*** Opening of Dataset records ***

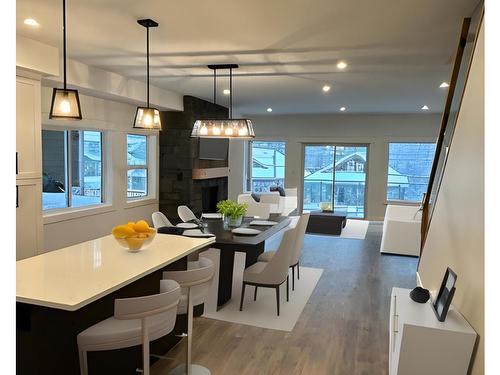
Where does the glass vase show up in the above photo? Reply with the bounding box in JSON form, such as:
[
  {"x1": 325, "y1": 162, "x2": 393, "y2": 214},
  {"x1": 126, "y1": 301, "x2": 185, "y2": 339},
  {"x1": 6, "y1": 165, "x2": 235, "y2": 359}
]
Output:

*** Close of Dataset records ***

**What you should do**:
The output has to match the data above line for line, except that pictures are dropped.

**Worked solution**:
Where does the glass vase show up in the above photo? Reply with the bounding box in JSON form, such as:
[
  {"x1": 325, "y1": 162, "x2": 393, "y2": 214},
  {"x1": 126, "y1": 301, "x2": 185, "y2": 339},
  {"x1": 6, "y1": 165, "x2": 235, "y2": 359}
]
Output:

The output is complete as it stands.